╭─ Given records

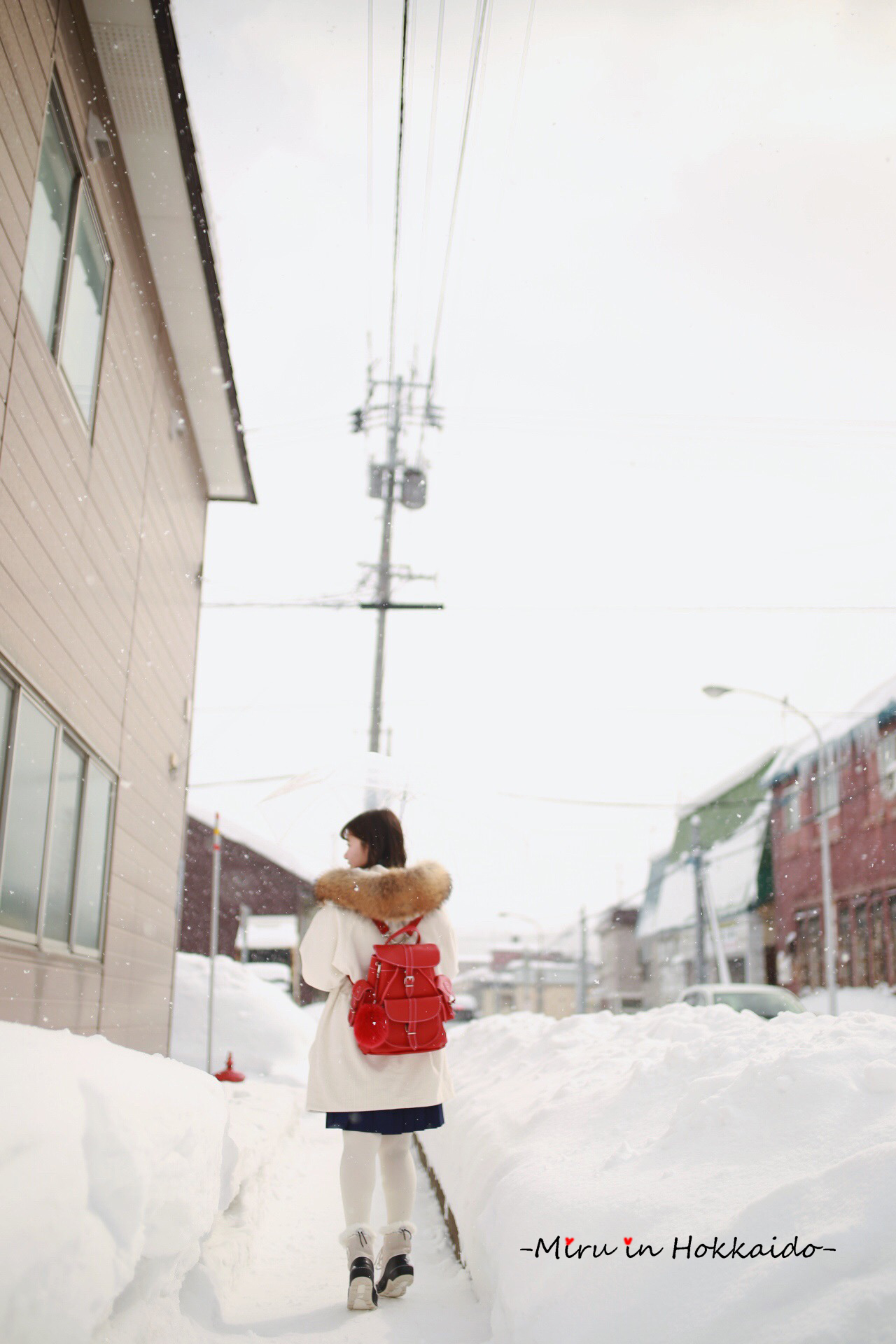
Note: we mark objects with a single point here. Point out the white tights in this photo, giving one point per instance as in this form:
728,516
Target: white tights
358,1175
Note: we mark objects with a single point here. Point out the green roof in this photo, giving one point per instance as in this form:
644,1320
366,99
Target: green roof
722,816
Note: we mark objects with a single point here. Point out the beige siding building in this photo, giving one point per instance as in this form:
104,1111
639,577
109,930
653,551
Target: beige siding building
118,424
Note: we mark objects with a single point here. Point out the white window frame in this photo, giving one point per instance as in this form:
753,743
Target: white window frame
51,945
792,808
832,788
81,198
887,764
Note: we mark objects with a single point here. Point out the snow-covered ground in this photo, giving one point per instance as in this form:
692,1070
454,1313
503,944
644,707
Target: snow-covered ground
146,1203
880,999
668,1126
267,1034
113,1167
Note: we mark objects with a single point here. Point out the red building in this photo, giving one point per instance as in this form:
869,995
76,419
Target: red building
860,800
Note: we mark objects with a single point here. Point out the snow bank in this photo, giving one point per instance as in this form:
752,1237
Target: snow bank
880,999
676,1124
111,1175
266,1031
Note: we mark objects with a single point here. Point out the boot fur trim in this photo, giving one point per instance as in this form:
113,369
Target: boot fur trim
346,1236
386,892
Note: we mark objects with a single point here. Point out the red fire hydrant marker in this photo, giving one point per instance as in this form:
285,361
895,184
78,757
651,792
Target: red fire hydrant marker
230,1074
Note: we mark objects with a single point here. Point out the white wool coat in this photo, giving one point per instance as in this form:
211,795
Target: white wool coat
337,945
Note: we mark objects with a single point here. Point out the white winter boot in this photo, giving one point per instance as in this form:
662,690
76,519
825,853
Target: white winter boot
394,1269
358,1240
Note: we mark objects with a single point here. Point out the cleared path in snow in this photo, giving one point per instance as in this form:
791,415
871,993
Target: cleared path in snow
273,1268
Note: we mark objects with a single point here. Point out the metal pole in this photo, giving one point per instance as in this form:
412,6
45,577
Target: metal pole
583,962
827,886
383,587
696,858
213,945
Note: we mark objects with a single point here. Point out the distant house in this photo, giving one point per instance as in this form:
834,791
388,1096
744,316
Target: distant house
860,800
620,972
118,424
734,822
265,904
514,983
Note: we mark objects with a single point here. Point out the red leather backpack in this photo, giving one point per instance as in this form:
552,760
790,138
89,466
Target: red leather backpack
402,1006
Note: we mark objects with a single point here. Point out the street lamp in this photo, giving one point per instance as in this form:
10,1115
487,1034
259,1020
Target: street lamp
539,991
827,890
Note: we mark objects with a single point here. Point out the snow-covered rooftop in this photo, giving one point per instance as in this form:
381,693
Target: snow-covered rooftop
731,875
267,933
239,834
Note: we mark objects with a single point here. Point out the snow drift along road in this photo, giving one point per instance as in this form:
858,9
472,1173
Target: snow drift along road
672,1124
113,1166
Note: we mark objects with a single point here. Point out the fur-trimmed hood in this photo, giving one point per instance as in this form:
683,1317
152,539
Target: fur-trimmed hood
386,892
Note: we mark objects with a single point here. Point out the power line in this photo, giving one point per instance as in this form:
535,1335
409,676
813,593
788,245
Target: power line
370,183
430,153
621,610
476,50
398,194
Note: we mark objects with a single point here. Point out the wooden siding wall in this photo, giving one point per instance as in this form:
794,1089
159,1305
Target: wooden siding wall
99,552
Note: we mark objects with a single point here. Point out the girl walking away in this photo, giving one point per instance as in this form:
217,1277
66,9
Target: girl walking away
377,1068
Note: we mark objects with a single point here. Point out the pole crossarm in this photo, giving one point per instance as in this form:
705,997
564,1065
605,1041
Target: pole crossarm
402,606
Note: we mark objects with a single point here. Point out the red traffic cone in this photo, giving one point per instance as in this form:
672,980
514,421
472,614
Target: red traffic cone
230,1074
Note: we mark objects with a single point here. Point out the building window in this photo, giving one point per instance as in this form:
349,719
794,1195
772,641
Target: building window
860,964
827,792
844,945
790,808
67,264
878,960
887,765
55,828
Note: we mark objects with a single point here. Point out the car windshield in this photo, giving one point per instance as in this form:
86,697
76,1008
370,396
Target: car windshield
766,1003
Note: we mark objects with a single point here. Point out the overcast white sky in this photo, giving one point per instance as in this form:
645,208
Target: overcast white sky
666,366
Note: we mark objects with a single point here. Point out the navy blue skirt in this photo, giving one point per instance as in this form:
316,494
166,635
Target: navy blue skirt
403,1120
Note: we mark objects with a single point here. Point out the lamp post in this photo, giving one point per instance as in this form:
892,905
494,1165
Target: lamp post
539,990
827,889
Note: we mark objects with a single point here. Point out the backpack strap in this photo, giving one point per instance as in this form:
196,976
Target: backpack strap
409,927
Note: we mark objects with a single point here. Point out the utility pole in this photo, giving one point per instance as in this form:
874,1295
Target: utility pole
696,859
706,910
398,412
213,940
384,573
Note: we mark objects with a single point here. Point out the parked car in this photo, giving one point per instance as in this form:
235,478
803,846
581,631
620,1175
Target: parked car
764,1000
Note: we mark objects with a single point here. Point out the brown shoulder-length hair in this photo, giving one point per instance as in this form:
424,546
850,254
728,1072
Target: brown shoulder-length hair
381,831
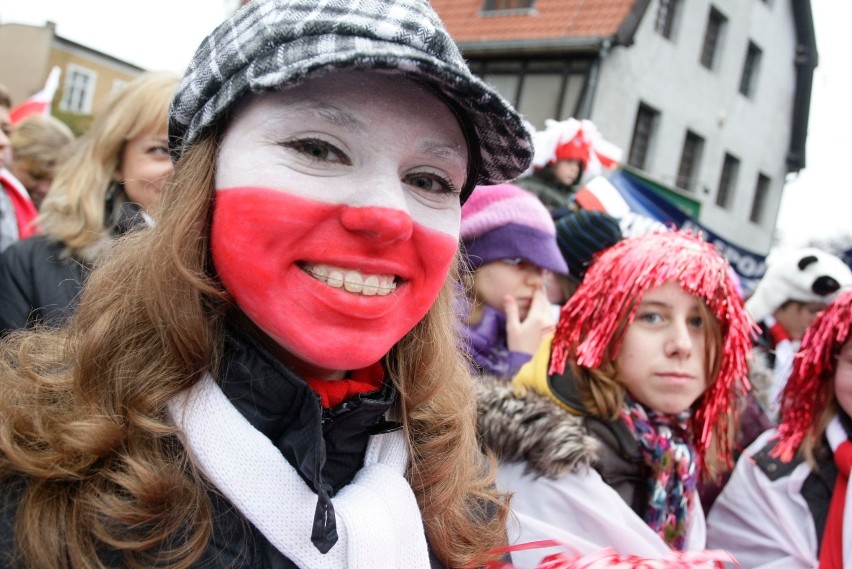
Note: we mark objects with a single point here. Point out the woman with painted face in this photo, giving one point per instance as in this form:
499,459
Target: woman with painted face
110,182
787,503
268,377
603,435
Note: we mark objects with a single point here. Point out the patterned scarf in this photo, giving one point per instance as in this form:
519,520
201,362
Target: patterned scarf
665,446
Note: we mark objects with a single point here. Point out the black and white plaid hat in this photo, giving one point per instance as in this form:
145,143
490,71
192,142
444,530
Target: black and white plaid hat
269,45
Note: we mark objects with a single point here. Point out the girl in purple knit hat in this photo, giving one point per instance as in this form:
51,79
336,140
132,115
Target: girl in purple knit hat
509,241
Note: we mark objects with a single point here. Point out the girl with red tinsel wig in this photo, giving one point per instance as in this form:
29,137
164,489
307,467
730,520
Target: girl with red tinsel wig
614,422
786,504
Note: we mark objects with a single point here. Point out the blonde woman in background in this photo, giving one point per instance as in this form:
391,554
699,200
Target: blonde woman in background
110,183
38,145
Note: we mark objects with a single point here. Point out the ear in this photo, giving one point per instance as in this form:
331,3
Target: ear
825,285
805,262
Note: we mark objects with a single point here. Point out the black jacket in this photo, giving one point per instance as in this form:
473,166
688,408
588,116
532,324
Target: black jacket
37,285
326,447
40,281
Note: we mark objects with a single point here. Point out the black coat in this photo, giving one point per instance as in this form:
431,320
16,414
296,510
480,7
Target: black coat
40,282
37,284
326,447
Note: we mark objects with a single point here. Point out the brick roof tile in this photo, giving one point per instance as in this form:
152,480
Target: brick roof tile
548,19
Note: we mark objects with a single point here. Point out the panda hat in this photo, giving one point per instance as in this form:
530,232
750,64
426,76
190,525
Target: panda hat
803,275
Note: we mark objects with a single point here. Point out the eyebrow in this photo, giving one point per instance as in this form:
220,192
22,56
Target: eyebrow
444,151
328,113
341,118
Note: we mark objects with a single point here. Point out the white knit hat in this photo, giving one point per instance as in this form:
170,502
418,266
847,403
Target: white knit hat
803,275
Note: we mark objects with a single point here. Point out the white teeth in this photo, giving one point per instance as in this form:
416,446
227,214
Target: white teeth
335,278
371,286
353,281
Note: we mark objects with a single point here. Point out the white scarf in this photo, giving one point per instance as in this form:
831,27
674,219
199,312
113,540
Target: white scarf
378,521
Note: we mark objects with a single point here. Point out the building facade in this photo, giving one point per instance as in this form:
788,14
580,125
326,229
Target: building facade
708,98
89,77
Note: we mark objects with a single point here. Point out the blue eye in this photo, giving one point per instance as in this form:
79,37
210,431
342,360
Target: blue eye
431,183
317,150
649,317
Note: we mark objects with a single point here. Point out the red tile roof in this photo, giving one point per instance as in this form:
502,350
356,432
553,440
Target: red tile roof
548,19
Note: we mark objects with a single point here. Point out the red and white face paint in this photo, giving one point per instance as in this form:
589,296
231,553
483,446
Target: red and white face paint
337,215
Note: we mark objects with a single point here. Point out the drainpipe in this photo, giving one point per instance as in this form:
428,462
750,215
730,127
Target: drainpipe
585,110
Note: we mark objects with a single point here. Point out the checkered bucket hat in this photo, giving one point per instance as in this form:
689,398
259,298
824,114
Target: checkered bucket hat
269,45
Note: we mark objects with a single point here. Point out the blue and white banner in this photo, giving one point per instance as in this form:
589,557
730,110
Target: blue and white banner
644,200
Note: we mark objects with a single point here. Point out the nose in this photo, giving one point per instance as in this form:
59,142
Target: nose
679,343
383,224
533,275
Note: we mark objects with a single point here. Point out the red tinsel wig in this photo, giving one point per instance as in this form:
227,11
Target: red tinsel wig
808,390
606,302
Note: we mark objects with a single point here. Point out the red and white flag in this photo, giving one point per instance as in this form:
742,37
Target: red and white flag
38,104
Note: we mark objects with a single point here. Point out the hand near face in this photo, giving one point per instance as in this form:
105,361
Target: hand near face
525,335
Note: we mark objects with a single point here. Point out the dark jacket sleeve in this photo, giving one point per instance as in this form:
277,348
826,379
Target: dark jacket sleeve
37,284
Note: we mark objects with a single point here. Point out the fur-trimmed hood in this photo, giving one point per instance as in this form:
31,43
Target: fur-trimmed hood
532,428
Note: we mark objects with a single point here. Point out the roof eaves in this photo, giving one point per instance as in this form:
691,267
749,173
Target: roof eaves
112,58
527,46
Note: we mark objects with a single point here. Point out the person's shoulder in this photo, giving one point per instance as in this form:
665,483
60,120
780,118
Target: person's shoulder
530,427
773,467
31,248
11,490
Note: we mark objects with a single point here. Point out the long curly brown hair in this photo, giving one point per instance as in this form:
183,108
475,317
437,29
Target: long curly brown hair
83,429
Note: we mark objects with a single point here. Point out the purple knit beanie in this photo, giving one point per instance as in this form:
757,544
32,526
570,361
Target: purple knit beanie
508,222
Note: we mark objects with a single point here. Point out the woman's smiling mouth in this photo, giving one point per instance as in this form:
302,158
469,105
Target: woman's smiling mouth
352,280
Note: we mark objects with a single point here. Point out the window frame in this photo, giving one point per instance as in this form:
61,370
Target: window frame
751,69
728,181
72,102
691,155
762,189
713,36
639,155
668,15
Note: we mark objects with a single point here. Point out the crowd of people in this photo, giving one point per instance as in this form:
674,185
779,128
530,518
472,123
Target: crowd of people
326,301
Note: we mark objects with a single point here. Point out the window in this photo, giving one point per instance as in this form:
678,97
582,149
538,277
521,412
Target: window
501,5
118,85
690,160
79,90
643,135
727,181
751,66
712,37
761,195
666,16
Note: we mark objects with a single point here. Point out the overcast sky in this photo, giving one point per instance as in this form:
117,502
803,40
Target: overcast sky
163,34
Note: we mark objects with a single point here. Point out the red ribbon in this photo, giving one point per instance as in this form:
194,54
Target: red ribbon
609,558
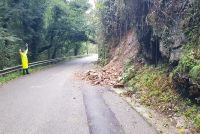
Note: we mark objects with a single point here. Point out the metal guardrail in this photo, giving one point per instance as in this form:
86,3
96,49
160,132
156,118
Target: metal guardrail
33,64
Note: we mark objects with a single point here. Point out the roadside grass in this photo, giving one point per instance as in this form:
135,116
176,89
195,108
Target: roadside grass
154,89
6,78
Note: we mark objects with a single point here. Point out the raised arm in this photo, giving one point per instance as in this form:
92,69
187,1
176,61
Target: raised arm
20,51
26,48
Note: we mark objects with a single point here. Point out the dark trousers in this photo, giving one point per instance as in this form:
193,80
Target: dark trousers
25,71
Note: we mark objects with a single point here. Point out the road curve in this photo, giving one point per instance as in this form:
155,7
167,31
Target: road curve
53,102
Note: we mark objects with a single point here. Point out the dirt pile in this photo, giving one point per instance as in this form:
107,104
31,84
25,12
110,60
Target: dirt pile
111,73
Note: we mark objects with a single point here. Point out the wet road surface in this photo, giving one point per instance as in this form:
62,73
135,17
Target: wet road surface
52,101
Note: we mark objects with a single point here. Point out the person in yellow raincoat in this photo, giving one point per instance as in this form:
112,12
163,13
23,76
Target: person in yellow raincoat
24,59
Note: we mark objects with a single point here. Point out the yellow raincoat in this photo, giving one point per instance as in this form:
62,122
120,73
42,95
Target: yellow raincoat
24,59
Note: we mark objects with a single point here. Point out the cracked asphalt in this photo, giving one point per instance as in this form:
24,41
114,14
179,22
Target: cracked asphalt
52,101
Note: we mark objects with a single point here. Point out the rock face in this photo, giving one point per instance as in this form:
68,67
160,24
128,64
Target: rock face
160,28
187,87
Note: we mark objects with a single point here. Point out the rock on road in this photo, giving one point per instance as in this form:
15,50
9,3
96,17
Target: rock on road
51,101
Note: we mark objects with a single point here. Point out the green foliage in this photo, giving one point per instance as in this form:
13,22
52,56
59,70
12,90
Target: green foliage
154,89
52,28
188,60
195,72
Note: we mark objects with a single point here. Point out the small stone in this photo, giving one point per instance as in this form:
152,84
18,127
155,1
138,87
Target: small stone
118,85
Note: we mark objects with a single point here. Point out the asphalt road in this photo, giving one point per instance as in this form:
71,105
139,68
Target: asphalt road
52,101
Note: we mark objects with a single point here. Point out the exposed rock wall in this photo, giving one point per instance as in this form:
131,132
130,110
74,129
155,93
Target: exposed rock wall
159,26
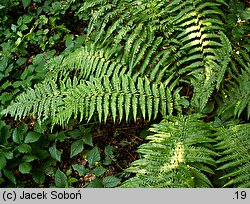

╰─

[Given exercise]: List each line of the rows above that contains the string "shoulder", counting only matches with the same case.

[Solution for this problem]:
Note: we mark objects with a single point here. Point out the brown shoulder-length hair in this photo, giving one point per instance as in this form:
Target: brown shoulder-length hair
Note: we mark objects with a single point here. Point out the person's shoulder in this photo, giving one point per instance as in this form:
Target: person's shoulder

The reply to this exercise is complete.